§ TASK PROMPT
Will you restate verbatim the lines running from the line with "of the man's" to the end of the data, leaving out everything else?

§ Records from a data source
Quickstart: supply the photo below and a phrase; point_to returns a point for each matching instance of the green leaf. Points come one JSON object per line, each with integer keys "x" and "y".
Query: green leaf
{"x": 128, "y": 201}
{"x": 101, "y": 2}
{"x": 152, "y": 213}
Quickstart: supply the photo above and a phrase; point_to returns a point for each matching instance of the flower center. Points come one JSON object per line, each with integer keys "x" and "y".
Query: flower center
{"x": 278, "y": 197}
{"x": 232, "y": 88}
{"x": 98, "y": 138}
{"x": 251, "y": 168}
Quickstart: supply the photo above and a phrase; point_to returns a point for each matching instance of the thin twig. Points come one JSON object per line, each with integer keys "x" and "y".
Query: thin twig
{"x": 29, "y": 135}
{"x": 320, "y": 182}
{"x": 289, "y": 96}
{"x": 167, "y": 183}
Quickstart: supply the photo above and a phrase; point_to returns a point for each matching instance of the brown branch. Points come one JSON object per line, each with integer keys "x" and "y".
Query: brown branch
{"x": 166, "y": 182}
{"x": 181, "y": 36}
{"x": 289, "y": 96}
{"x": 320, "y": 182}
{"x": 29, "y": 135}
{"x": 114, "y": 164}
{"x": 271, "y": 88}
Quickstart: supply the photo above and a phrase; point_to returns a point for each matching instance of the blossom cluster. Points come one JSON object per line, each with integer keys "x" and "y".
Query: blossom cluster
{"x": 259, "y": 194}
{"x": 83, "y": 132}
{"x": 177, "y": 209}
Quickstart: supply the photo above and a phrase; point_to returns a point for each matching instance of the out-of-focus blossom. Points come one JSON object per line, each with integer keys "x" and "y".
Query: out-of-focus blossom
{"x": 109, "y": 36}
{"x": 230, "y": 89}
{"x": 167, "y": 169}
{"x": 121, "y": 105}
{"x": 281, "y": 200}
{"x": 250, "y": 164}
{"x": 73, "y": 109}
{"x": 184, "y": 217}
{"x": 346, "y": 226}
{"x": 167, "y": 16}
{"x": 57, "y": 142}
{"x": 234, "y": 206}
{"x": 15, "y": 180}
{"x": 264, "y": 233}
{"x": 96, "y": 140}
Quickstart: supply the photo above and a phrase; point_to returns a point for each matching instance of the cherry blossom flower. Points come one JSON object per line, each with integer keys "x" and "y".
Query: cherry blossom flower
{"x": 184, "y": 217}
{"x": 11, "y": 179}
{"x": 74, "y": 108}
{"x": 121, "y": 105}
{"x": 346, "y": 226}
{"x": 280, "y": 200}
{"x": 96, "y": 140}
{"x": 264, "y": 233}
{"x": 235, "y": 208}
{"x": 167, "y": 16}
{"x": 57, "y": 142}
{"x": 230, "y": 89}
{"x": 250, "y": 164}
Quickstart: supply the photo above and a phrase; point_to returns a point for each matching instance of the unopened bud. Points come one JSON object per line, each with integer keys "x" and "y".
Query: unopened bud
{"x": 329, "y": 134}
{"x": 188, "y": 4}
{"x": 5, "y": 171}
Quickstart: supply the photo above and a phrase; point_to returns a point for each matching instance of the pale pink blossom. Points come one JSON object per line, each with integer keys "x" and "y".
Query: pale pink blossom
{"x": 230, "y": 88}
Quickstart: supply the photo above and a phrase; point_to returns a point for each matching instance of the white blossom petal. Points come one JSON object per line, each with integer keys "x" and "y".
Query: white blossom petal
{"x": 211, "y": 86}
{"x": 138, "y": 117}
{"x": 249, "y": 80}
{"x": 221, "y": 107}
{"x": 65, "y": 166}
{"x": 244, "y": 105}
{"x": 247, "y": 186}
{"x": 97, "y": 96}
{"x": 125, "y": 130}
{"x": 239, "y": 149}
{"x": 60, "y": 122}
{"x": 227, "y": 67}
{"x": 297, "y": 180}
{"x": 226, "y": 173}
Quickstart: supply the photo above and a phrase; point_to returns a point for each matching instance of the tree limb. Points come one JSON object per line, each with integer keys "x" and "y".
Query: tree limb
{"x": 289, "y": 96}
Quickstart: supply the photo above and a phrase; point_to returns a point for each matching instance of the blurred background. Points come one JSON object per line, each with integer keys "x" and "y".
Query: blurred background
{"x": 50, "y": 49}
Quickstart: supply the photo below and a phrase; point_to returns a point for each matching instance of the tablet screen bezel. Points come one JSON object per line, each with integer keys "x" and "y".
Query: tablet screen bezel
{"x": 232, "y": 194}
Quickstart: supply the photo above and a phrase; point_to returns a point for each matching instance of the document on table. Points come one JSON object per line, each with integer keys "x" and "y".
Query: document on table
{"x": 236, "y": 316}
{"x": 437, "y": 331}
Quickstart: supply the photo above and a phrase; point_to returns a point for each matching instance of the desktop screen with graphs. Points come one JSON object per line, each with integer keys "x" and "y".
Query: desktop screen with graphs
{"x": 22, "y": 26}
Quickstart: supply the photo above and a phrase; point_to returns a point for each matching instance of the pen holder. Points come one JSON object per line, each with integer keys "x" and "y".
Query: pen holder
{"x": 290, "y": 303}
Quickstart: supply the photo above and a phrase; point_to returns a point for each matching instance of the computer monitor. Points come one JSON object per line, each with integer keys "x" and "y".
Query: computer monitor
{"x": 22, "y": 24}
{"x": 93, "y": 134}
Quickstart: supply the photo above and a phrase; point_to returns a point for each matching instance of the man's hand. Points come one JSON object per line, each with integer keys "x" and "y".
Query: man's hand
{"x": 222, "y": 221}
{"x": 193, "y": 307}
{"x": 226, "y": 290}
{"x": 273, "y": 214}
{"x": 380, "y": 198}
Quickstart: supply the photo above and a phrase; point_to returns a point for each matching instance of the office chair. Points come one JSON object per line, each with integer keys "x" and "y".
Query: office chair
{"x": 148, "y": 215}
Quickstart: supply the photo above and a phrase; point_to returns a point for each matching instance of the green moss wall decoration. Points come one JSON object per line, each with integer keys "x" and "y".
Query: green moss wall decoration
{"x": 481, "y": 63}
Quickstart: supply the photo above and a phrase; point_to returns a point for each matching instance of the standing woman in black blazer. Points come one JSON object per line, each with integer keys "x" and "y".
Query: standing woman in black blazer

§ OUTPUT BELOW
Quickstart: supply the photo above and a phrase; point_to returns a point for each matching instance of the man's hand. Points come one JSON object per line, each with integer keys "x" and "y".
Query: man's hand
{"x": 222, "y": 221}
{"x": 193, "y": 307}
{"x": 226, "y": 290}
{"x": 273, "y": 214}
{"x": 380, "y": 198}
Quickstart: supply the photo above and a phrase; point_to returns a point for each matching instance of the office chair. Points come one JSON object per line, each with integer keys "x" and "y".
Query: office chair
{"x": 148, "y": 215}
Quickstart: supply the photo above and a phrase; point_to returns a point for each matching instance of the green moss wall decoration. Points come one JSON object per line, each with integer keys "x" and "y".
Query: green moss wall decoration
{"x": 481, "y": 63}
Quickstart: supply the photo above and a phrase; point_to returns a point for each matching instance of the standing woman in black blazer. Points come one JSON object per line, each with integer keys "x" and "y".
Query: standing woman in black blazer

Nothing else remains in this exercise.